MATERIAL SHOWN.

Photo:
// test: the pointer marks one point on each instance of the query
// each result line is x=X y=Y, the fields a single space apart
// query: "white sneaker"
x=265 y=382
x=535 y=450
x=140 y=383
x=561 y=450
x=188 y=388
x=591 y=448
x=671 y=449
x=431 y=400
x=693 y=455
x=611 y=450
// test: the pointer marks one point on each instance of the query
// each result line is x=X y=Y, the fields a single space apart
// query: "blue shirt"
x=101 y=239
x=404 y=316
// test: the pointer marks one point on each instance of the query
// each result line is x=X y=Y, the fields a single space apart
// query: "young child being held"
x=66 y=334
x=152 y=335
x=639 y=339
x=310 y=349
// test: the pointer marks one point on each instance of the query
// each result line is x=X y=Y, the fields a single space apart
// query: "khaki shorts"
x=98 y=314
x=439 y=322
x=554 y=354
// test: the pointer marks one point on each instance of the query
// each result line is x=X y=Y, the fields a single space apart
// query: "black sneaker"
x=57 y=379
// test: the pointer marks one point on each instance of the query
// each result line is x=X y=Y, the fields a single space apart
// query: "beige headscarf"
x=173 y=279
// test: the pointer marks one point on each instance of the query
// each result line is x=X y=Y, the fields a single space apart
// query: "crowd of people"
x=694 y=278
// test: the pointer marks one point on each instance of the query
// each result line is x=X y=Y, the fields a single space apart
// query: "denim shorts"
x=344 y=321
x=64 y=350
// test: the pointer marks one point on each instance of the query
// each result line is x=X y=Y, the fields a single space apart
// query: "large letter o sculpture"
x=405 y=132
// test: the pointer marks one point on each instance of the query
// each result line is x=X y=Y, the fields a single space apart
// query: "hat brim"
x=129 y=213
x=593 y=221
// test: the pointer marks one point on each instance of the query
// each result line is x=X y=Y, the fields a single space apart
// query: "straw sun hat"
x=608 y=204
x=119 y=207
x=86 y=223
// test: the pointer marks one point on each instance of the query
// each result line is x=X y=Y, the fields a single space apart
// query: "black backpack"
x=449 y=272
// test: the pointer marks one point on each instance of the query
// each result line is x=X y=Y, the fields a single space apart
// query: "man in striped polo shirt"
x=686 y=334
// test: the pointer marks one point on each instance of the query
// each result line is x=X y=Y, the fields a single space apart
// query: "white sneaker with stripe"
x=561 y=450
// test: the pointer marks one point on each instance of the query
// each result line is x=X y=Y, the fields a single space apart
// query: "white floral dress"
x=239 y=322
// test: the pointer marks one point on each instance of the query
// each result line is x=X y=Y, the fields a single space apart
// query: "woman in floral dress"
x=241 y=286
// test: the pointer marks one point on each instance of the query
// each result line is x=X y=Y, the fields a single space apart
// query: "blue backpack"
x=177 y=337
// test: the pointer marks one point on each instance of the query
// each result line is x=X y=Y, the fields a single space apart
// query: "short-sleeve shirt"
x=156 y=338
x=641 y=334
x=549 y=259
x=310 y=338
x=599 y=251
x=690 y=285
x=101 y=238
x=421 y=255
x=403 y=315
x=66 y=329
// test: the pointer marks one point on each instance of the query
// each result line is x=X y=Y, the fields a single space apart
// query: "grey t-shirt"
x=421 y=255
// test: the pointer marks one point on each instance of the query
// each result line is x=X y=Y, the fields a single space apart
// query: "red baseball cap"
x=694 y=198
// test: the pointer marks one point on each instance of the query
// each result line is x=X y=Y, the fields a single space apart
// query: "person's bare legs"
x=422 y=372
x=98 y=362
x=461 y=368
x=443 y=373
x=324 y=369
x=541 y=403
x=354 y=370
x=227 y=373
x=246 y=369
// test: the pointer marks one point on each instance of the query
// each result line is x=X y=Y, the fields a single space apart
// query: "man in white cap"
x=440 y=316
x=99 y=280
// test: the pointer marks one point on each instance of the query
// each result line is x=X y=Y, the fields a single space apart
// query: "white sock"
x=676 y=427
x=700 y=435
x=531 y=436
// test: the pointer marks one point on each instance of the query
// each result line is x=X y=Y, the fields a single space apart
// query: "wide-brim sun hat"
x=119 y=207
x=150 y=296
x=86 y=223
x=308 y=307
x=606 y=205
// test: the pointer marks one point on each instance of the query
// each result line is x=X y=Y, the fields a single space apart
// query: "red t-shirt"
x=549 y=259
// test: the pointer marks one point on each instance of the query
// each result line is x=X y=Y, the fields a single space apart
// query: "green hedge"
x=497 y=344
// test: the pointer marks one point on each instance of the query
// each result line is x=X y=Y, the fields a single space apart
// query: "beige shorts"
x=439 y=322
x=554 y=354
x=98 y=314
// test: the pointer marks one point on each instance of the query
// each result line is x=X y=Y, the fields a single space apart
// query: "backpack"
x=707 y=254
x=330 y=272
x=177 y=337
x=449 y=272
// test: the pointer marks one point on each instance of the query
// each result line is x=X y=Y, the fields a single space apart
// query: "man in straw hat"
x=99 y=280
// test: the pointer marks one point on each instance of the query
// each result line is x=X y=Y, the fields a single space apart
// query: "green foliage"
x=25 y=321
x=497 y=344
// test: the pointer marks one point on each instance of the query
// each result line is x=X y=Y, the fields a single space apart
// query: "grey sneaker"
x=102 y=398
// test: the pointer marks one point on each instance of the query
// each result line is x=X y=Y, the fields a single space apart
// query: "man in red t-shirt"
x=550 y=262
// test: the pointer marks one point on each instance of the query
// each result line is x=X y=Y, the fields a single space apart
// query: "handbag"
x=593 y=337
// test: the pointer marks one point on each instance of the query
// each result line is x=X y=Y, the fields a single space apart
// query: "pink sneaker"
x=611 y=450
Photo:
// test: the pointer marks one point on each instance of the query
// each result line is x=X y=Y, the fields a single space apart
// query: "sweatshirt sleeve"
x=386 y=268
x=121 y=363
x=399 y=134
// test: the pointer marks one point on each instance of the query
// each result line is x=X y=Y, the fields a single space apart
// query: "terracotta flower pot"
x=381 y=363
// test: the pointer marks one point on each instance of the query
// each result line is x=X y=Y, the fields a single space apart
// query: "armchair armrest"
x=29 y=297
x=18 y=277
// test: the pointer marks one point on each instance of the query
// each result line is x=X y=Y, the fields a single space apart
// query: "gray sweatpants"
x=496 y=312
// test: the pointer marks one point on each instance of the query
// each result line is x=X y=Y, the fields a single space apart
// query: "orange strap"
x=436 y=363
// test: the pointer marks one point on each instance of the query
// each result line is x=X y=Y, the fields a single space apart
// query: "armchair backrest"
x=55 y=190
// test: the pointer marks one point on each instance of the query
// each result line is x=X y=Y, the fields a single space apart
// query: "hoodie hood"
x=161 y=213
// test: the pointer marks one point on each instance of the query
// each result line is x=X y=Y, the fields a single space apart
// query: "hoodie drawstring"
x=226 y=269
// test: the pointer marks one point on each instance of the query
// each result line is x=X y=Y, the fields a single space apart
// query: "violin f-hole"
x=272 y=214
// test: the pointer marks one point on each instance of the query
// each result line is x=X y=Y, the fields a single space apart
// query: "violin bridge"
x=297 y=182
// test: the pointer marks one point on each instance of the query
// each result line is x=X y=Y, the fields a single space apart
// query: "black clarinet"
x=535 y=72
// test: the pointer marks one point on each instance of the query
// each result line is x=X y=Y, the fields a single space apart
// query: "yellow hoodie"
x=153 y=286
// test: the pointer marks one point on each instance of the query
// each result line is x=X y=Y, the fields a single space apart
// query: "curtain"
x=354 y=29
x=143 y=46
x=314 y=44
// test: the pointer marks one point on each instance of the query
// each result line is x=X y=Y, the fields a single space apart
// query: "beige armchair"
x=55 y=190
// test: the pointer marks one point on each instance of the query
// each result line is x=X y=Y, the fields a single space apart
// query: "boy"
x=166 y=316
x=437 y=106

TASK TO COMPLETE. An exact reproduction of the listing is required, covering every entry.

SOLUTION TO THIS EXERCISE.
Photo:
// test: the pointer marks one point on each instance of the query
// each result line is x=X y=Y, the fields a single space apart
// query: "white sneaker"
x=265 y=382
x=535 y=450
x=140 y=383
x=561 y=450
x=188 y=388
x=591 y=448
x=671 y=449
x=431 y=400
x=693 y=455
x=611 y=450
// test: the pointer marks one point on each instance of the query
// each result line is x=X y=Y, the fields a single space apart
// query: "blue shirt"
x=101 y=239
x=404 y=316
// test: the pointer marks one point on each instance of the query
// each result line is x=X y=Y, the fields a single space apart
// query: "young child being held"
x=66 y=334
x=152 y=335
x=639 y=339
x=310 y=349
// test: the pointer marks one point on each instance of the query
// each result line is x=X y=Y, the fields a single space apart
// query: "khaki shorts"
x=98 y=314
x=439 y=322
x=554 y=354
// test: the pointer marks one point on each instance of the query
// each result line is x=X y=Y, the fields a single space apart
// query: "black sneaker"
x=57 y=379
// test: the pointer marks one point on each instance of the query
// each result line is x=X y=Y, the fields a single space apart
// query: "beige headscarf"
x=173 y=279
// test: the pointer marks one point on each instance of the query
// each result line is x=X y=Y, the fields a single space apart
// query: "crowd of people"
x=694 y=278
// test: the pointer marks one point on each instance of the query
// each result line is x=X y=Y, the fields a single space apart
// query: "denim shorts"
x=344 y=321
x=64 y=350
// test: the pointer marks one point on each instance of the query
// each result line is x=X y=Y, the fields a single space apart
// query: "large letter o sculpture"
x=405 y=132
// test: the pointer marks one point on each instance of the query
// each result line is x=X y=Y, the fields a single space apart
// query: "hat brim"
x=129 y=213
x=593 y=221
// test: the pointer marks one point on each instance of the query
// each result line is x=X y=Y, the fields a single space apart
// query: "straw sun hat"
x=608 y=204
x=119 y=207
x=86 y=223
// test: the pointer marks one point on each instance of the query
// each result line is x=X y=Y, the fields a single space apart
// query: "black backpack"
x=449 y=272
// test: the pointer marks one point on each instance of the query
// each result line is x=X y=Y, the fields a single space apart
// query: "man in striped polo shirt"
x=686 y=334
// test: the pointer marks one point on each instance of the query
// each result line is x=X y=Y, the fields a single space apart
// query: "white sneaker with stripe"
x=561 y=450
// test: the pointer marks one point on each instance of the query
// each result line is x=X y=Y, the fields a single space apart
// query: "white floral dress"
x=239 y=322
// test: the pointer marks one point on each instance of the query
// each result line is x=X y=Y, the fields a single space apart
// query: "woman in floral dress"
x=241 y=286
// test: the pointer marks one point on each instance of the query
// each result line is x=X y=Y, the fields a single space apart
// query: "blue backpack"
x=177 y=337
// test: the pointer marks one point on each instance of the query
// each result line is x=X y=Y, the fields a single space apart
// query: "short-sleeve shirt"
x=156 y=338
x=641 y=334
x=549 y=259
x=310 y=338
x=599 y=251
x=690 y=285
x=101 y=238
x=421 y=255
x=403 y=315
x=66 y=329
// test: the pointer marks one point on each instance of the query
// each result line is x=X y=Y, the fields a single space apart
// query: "grey t-shirt"
x=421 y=255
// test: the pointer marks one point on each instance of the query
// each result line is x=X y=Y, the fields a single space apart
// query: "red baseball cap"
x=694 y=198
// test: the pointer marks one point on each instance of the query
// each result line is x=X y=Y, the fields a single space apart
// query: "person's bare legs"
x=422 y=372
x=98 y=362
x=461 y=368
x=443 y=373
x=324 y=369
x=541 y=403
x=354 y=370
x=227 y=373
x=246 y=369
// test: the pointer marks one point on each instance of the query
// each result line is x=X y=Y, the fields a single space apart
// query: "man in white cap"
x=440 y=316
x=99 y=280
// test: the pointer marks one point on each instance of the query
// each result line is x=X y=Y, the fields a single space apart
// query: "white sock"
x=676 y=427
x=700 y=435
x=531 y=436
// test: the pointer marks one point on each instance of the query
// each result line is x=X y=Y, the fields a single space apart
// query: "wide-brim sun hat"
x=119 y=207
x=150 y=296
x=86 y=223
x=308 y=307
x=606 y=205
// test: the pointer marks one point on each instance of the query
// each result line is x=X y=Y, the fields a single space apart
// query: "red t-shirt"
x=549 y=259
// test: the pointer marks one point on each instance of the query
// each result line is x=X y=Y, the fields a single space apart
// query: "green hedge"
x=497 y=344
// test: the pointer marks one point on each instance of the query
// each result line is x=X y=Y, the fields a single space apart
// query: "beige shorts"
x=439 y=322
x=554 y=354
x=98 y=314
// test: the pointer marks one point on each instance of the query
// each result line is x=X y=Y, the fields a single space apart
// query: "backpack"
x=707 y=254
x=330 y=272
x=177 y=337
x=449 y=272
// test: the pointer marks one point on each instance of the query
// each result line is x=X y=Y, the fields a single space apart
// query: "man in straw hat"
x=99 y=280
// test: the pointer marks one point on each instance of the query
// each result line is x=X y=Y, the fields a single space apart
// query: "green foliage"
x=25 y=321
x=497 y=344
// test: the pointer marks one point on each instance of the query
// each result line is x=X y=Y, the fields a single space apart
// query: "grey sneaker"
x=102 y=398
// test: the pointer marks one point on each instance of the query
// each result line is x=X y=Y, the fields a single space apart
// query: "man in red t-shirt"
x=550 y=262
// test: the pointer marks one point on each instance of the query
// each result line is x=X y=Y, the fields a single space apart
// query: "handbag"
x=593 y=337
// test: the pointer marks one point on each instance of the query
// each result line is x=X y=Y, the fields a single space apart
// query: "pink sneaker"
x=611 y=450
Photo:
// test: the pointer marks one point on each instance of the query
// each result line is x=X y=Y, the fields a single space apart
// query: "sweatshirt sleeve"
x=386 y=268
x=121 y=363
x=399 y=134
// test: the pointer marks one point on each instance of the query
// each result line is x=X y=Y, the fields a single space apart
// query: "terracotta flower pot"
x=381 y=363
// test: the pointer marks one point on each instance of the query
// each result line is x=X y=Y, the fields a single space apart
// query: "armchair armrest"
x=29 y=297
x=18 y=277
// test: the pointer marks one point on each instance of the query
// each result line is x=X y=Y, the fields a single space apart
// query: "gray sweatpants"
x=496 y=312
// test: the pointer marks one point on each instance of the query
// each result line is x=X y=Y, the fields a single space apart
// query: "orange strap"
x=436 y=363
// test: the pointer marks one point on each instance of the query
// each result line is x=X y=Y, the fields a single space apart
// query: "armchair backrest"
x=55 y=190
// test: the pointer marks one point on each instance of the query
// each result line is x=X y=Y, the fields a single space apart
// query: "hoodie hood"
x=161 y=213
// test: the pointer marks one point on each instance of the query
// each result line is x=X y=Y, the fields a single space apart
// query: "hoodie drawstring"
x=226 y=269
// test: the pointer marks one point on each instance of the query
// each result line is x=X y=Y, the fields a single space apart
// query: "violin f-hole"
x=272 y=214
// test: the pointer marks one point on each instance of the query
// each result line is x=X y=Y, the fields a single space apart
// query: "violin bridge"
x=297 y=182
// test: the pointer marks one point on each instance of the query
// each result line is x=X y=Y, the fields a single space apart
// query: "black clarinet"
x=535 y=72
// test: the pointer marks one point on each instance of the query
// each result line is x=X y=Y, the fields a single space apart
// query: "yellow hoodie"
x=153 y=286
// test: the pointer marks one point on each instance of the query
// each result line is x=X y=Y, the fields a single space apart
// query: "curtain"
x=354 y=29
x=143 y=46
x=314 y=44
// test: the pointer marks one point on each instance of the query
// each result line is x=X y=Y, the fields a single space apart
// query: "beige armchair"
x=55 y=190
// test: the pointer marks one point on each instance of the query
// each result line is x=X y=Y, the fields a single space apart
// query: "boy"
x=166 y=316
x=437 y=106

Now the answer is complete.